Then, eight years ago, some of the key parts of the Affordable Care Act were consumer protections put in place so that nobody of working age got stuck with junk insurance. Now the Trump administration wants to undo those protections. They’ve already taken steps on what are called Association Health Plans. Next up are short-term plans, which are likely to be even worse.
What this comes down to is the Trump administration turning back the clock, and allowing junk insurance to discriminate over pre-existing conditions and age.
This is going to be a major test for Mr. Azar if he’s confirmed -- is he going to look the other way and allow scam artists to peddle junk coverage, or is he going to protect people who need care and health coverage they can count on?
There’s also an array of discriminatory policies with respect to women’s health. They tried to take away guaranteed, no-cost access to contraception -- essentially taxing women for their gender -- but that move has fortunately been held up in the courts. They overturned longstanding protections dealing with states and family planning in what amounts to an attack on a woman’s right to see the doctor of her choosing and an attack on Planned Parenthood. They’re broadening exceptions that give employers and universities say over what kind of health care women can access.

Referring expression data
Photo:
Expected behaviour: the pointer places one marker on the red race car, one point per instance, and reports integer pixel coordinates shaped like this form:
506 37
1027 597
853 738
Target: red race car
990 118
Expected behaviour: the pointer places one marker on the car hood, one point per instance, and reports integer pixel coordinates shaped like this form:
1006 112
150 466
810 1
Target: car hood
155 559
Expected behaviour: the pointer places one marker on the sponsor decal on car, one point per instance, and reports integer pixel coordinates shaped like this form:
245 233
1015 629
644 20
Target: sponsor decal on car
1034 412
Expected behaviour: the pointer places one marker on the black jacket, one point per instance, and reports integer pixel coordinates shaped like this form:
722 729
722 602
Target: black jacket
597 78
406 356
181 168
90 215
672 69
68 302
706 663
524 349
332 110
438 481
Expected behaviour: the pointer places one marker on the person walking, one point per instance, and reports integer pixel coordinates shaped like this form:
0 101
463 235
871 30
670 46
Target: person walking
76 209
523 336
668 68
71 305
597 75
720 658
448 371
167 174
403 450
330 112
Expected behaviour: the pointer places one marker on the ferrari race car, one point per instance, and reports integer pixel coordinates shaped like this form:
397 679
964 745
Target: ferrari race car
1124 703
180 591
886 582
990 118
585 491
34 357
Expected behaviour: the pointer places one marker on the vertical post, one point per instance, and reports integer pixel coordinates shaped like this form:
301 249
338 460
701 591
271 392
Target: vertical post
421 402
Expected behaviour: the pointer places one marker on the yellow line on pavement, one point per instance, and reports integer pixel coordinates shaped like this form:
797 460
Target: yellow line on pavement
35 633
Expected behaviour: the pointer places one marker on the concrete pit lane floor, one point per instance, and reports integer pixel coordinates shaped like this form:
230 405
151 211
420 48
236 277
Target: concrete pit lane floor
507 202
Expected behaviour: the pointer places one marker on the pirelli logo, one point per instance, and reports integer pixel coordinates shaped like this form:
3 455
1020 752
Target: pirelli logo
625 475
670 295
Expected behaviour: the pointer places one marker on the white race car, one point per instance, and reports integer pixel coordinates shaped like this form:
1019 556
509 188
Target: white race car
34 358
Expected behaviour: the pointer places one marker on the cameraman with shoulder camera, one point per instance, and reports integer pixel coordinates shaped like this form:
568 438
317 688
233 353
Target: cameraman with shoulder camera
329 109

→ **What you will do**
Copy the health care passage from "Then, eight years" up to and including "conditions and age.", substituting "substandard insurance" for "junk insurance".

→ **Exercise result**
Then, eight years ago, some of the key parts of the Affordable Care Act were consumer protections put in place so that nobody of working age got stuck with substandard insurance. Now the Trump administration wants to undo those protections. They’ve already taken steps on what are called Association Health Plans. Next up are short-term plans, which are likely to be even worse.
What this comes down to is the Trump administration turning back the clock, and allowing substandard insurance to discriminate over pre-existing conditions and age.